- Tasks and exercises
1: Translate this sentence from the passage on the play The Duke of Milan into Spanish: "He treats her with little less than idolatry; and she is affected by his extravagant praises."
2: Write the next part of the passage on the play The Duke of Milan, picking up after its final line.

- Page text
The Duke of Milan also shows a strong debt to Shakespeare's Othello, for its general plot of a man betrayed by unreasoning jealousy into suspecting his innocent wife and so destroying himself. (Othello was first printed in 1622.) The concluding plot device of the corpse's poisoned kiss derives from two earlier plays, The Revenger's Tragedy (1606) and The Second Maiden's Tragedy (1611), both probably the work of Thomas Middleton.

==Synopsis==
Ludovico Sforza, Duke of Venice, is a forceful and formidable ruler, whose "whole life hath been / But one continu'd pilgrimage through dangers, / Affrights, and horrors...." He has one controlling passion—his overwhelming, uxorious obsession with his wife Marcelia. He treats her with little less than idolatry; and she is affected by his extravagant praises. As one Milanese courtier observes,

...when beauty is
Stamp'd on great women, great in birth, and fortune,
And blown by flatterers greater than it is,
'Tis seldom unaccompanied with pride;
Nor is she that way free.

- Stored data
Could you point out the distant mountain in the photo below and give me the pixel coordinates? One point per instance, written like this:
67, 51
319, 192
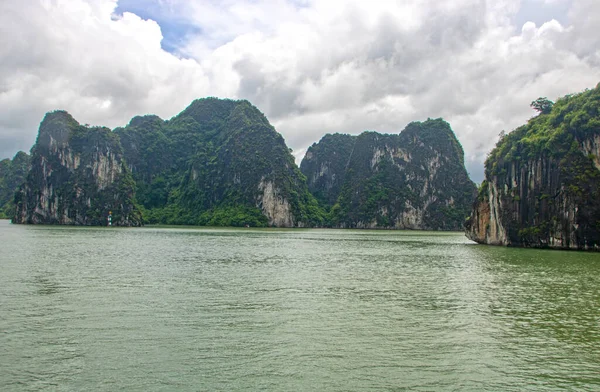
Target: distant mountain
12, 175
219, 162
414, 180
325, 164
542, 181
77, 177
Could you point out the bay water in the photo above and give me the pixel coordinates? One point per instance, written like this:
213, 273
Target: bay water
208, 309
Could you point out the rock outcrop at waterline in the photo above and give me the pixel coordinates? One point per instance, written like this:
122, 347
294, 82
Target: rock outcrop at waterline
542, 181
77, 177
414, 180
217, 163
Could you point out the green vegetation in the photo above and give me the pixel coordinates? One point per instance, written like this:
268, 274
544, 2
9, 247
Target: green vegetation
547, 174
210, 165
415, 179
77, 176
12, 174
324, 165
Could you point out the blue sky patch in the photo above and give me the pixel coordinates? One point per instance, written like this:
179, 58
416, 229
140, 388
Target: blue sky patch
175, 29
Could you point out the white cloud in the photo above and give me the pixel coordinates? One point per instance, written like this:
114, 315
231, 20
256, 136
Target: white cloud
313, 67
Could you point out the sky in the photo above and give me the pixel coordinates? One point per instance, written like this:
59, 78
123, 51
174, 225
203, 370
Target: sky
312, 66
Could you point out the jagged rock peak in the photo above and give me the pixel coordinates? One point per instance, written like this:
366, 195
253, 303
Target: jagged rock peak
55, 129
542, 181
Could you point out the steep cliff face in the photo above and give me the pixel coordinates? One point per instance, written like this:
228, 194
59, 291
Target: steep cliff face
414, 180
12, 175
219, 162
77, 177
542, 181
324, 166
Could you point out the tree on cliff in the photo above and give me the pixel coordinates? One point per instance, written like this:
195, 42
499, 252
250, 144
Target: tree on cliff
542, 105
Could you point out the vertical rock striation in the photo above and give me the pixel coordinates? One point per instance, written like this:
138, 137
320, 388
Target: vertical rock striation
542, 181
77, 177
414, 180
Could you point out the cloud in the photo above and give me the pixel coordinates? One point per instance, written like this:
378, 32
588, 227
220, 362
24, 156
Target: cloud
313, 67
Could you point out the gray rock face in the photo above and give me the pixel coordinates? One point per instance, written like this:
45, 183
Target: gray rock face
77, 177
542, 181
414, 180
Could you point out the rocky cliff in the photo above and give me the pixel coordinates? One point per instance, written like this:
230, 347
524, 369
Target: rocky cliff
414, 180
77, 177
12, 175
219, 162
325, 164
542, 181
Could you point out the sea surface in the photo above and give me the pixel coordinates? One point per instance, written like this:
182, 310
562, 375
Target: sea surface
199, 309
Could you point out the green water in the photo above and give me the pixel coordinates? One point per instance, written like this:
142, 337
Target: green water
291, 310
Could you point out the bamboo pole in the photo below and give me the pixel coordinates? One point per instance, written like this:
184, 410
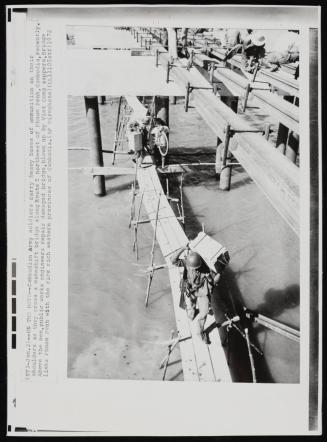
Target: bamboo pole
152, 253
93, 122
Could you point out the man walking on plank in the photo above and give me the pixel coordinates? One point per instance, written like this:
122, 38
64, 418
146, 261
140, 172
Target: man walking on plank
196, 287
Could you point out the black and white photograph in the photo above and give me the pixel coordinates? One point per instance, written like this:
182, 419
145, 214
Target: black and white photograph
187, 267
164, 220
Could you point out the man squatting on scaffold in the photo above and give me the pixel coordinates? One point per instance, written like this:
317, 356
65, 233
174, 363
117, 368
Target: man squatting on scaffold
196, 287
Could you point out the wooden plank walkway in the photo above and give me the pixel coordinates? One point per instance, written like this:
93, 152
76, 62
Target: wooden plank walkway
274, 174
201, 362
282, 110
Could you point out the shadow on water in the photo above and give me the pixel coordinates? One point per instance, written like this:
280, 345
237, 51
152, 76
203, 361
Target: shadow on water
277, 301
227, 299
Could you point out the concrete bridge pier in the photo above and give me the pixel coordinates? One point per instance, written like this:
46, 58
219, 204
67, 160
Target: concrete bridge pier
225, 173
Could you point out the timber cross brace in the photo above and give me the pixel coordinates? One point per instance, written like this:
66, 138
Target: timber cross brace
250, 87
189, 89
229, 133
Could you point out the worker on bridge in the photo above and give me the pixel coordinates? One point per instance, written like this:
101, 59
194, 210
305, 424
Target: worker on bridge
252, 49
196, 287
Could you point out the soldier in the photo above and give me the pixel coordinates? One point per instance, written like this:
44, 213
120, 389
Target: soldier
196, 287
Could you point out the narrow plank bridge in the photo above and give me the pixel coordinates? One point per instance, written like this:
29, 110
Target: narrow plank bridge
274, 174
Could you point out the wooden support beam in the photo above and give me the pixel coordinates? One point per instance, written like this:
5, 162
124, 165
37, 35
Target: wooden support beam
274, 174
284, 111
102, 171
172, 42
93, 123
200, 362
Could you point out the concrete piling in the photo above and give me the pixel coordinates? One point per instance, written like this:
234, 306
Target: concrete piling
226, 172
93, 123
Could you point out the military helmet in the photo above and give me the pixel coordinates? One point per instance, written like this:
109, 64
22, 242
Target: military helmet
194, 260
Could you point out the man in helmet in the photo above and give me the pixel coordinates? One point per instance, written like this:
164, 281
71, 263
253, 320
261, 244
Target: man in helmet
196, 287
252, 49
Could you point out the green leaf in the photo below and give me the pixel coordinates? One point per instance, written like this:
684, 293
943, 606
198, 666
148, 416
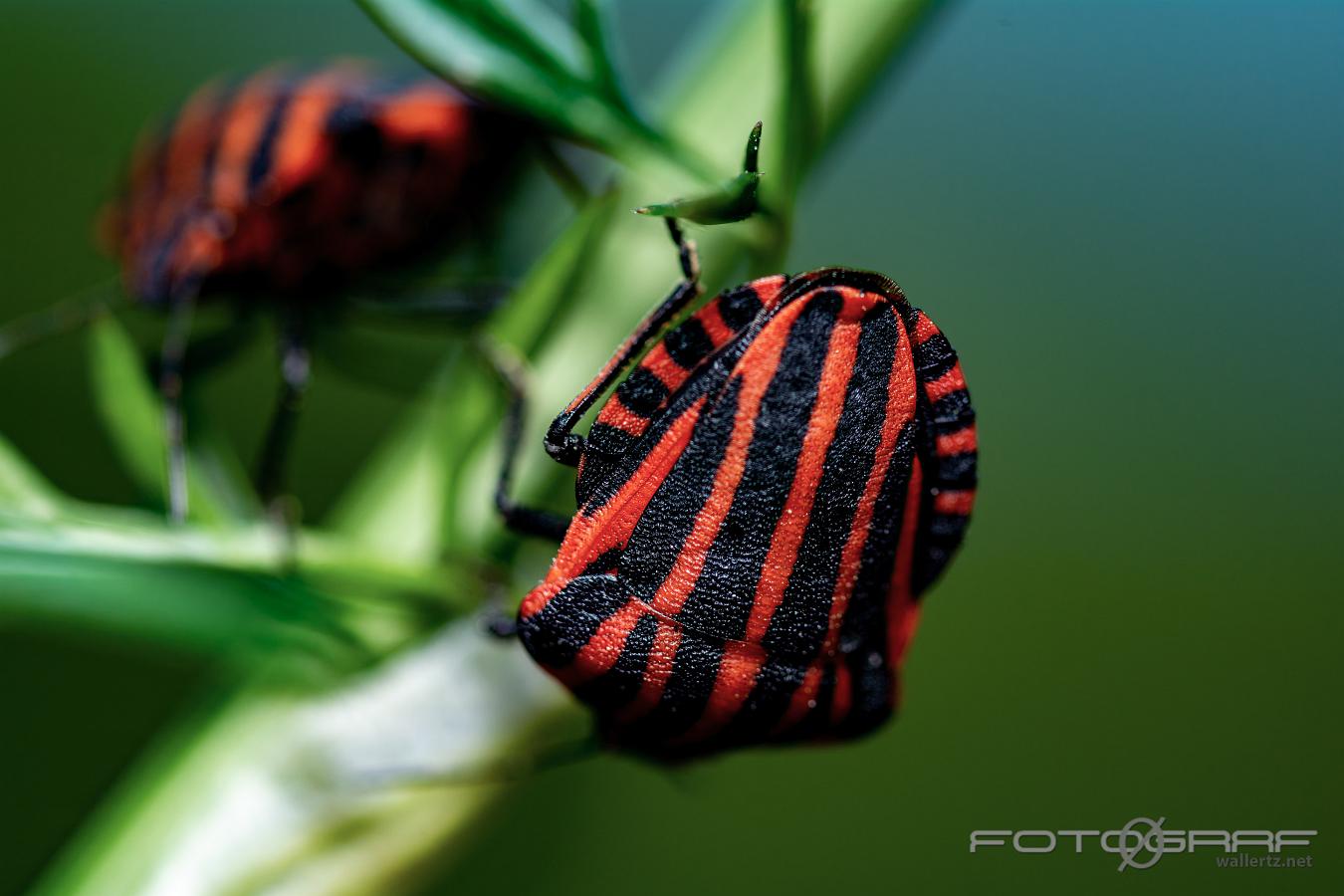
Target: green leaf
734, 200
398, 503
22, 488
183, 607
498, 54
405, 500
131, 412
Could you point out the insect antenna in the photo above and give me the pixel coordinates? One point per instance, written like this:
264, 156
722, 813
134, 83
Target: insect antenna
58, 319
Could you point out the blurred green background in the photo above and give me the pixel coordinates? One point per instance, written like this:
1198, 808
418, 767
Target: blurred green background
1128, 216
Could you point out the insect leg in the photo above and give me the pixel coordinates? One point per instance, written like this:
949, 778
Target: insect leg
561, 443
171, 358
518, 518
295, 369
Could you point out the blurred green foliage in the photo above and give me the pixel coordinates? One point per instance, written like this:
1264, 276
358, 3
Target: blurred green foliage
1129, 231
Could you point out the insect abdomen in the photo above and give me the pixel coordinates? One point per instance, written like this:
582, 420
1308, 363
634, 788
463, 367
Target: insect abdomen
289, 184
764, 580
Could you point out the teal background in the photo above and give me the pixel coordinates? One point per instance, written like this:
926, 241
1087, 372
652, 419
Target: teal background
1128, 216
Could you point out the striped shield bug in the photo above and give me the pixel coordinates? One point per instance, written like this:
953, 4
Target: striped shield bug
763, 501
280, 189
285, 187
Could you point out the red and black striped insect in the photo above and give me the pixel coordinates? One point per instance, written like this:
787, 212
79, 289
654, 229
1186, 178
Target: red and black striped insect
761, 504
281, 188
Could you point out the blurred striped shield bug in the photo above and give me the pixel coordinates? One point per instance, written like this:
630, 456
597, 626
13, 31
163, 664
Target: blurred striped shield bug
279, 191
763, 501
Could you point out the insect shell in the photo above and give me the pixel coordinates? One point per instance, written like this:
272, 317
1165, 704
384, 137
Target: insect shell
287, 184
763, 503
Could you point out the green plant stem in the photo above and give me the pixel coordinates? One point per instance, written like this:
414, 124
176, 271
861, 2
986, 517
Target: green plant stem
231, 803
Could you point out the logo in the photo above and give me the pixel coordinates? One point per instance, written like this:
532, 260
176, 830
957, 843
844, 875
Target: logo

- Task-by-task answers
1: La trata con poco menos que idolatría; y a ella le afectan sus extravagantes elogios.

2:
The duke's mother Isabella and his sister Mariana are especially resentful of Marcelia's dominance at the court; but they have small recourse to remedy their unhappiness.

Sforza receives unwelcome news: the French troops of Francis I have been defeated at the Battle of Pavia by the Spanish armies of Charles V. Since Sforza is an ally of the French, his position is now critical. His friend the Marquis of Pescara comes to counsel him; Pescara recommends that Sforza go directly to the Emperor and make his submission, rather than wait for Spanish troops to show up on his border. Sforza takes his friend's advice. Just before he hurries away, however, he gives a special instruction to his favourite and brother-in-law Francisco; if he, Sforza, does not return alive from the Emperor's camp, Francisco must kill Marcelia. Sforza cannot stand the thought of her ever marrying another man.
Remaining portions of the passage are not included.